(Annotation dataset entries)
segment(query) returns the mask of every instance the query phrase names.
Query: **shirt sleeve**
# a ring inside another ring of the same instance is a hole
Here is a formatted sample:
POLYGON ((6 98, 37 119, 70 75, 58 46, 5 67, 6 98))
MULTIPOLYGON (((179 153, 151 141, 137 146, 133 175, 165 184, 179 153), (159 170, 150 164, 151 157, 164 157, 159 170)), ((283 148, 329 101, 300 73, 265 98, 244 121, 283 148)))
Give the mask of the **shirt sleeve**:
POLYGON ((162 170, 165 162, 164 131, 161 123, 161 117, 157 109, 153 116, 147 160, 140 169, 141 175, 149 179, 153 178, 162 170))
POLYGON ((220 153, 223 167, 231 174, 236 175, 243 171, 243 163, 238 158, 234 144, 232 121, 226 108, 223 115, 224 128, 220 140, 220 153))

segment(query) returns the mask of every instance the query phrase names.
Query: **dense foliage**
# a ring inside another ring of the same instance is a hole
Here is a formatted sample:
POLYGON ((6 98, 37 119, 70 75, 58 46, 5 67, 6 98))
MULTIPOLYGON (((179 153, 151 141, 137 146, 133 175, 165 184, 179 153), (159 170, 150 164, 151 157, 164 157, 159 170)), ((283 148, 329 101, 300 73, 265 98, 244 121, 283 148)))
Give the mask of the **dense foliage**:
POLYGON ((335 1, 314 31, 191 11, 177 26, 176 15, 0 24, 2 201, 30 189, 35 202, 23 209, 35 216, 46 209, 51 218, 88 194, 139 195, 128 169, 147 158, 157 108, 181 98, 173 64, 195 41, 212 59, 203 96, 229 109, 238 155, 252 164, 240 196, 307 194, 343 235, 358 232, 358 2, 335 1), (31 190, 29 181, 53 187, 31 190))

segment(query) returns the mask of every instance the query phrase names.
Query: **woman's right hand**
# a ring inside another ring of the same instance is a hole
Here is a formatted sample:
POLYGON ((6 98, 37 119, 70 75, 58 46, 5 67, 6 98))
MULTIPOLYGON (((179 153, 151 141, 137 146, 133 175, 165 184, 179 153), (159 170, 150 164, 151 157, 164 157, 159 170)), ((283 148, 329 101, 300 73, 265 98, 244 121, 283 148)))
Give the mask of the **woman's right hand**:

## Task requirements:
Recast every line of the listing as a JSON list of strings, one string per line, leaving out blank lines.

## Written response:
[
  "segment(query) returns the mask of every instance the query phrase names.",
  "Query: **shirt sleeve**",
  "# a ring inside another ring of the same instance is a hole",
  "Here is a formatted sample:",
  "POLYGON ((6 98, 37 119, 70 75, 58 46, 5 67, 6 98))",
  "MULTIPOLYGON (((179 153, 151 141, 137 146, 133 175, 165 184, 179 153), (159 170, 150 164, 151 157, 164 157, 159 170)), ((283 148, 329 101, 300 73, 265 98, 244 121, 283 148)))",
  "Give the mask of the **shirt sleeve**:",
  "POLYGON ((162 170, 165 162, 164 131, 161 123, 161 117, 157 109, 153 116, 147 160, 140 169, 141 175, 149 179, 153 178, 162 170))",
  "POLYGON ((220 153, 223 167, 231 174, 236 175, 243 171, 243 163, 238 158, 234 144, 232 121, 226 108, 223 115, 224 128, 220 140, 220 153))",
  "segment(query) returns the mask of every instance the query phrase names.",
  "Query: **dense foliage**",
  "# a ring inside another ring of the same instance is a hole",
  "Here is a formatted sample:",
  "POLYGON ((6 98, 37 119, 70 75, 58 46, 5 67, 6 98))",
  "MULTIPOLYGON (((179 153, 151 141, 137 146, 133 175, 165 184, 179 153), (159 170, 150 164, 151 157, 164 157, 159 170)), ((283 148, 329 101, 300 73, 265 98, 244 121, 283 148)))",
  "Give the mask of the **dense foliage**:",
  "POLYGON ((335 1, 314 31, 191 11, 177 26, 176 15, 0 24, 2 201, 30 189, 35 202, 23 209, 35 216, 46 209, 51 218, 88 194, 139 195, 128 169, 147 158, 157 108, 181 98, 173 64, 195 41, 212 59, 203 96, 229 109, 238 155, 252 164, 240 196, 307 194, 343 235, 358 232, 358 2, 335 1), (31 190, 29 181, 53 187, 31 190))",
  "segment(query) returns the mask of every instance the query phrase names.",
  "Query: **woman's right hand**",
  "# a ring inside another ring of the same instance is a hole",
  "Here is a formatted sample:",
  "POLYGON ((6 98, 37 119, 70 75, 58 46, 5 67, 6 98))",
  "MULTIPOLYGON (((179 153, 151 141, 137 146, 133 175, 165 184, 179 153), (159 170, 150 164, 151 157, 164 157, 159 170)), ((283 148, 329 101, 300 73, 265 98, 244 121, 283 148)))",
  "Give the mask of the **woman's right hand**:"
]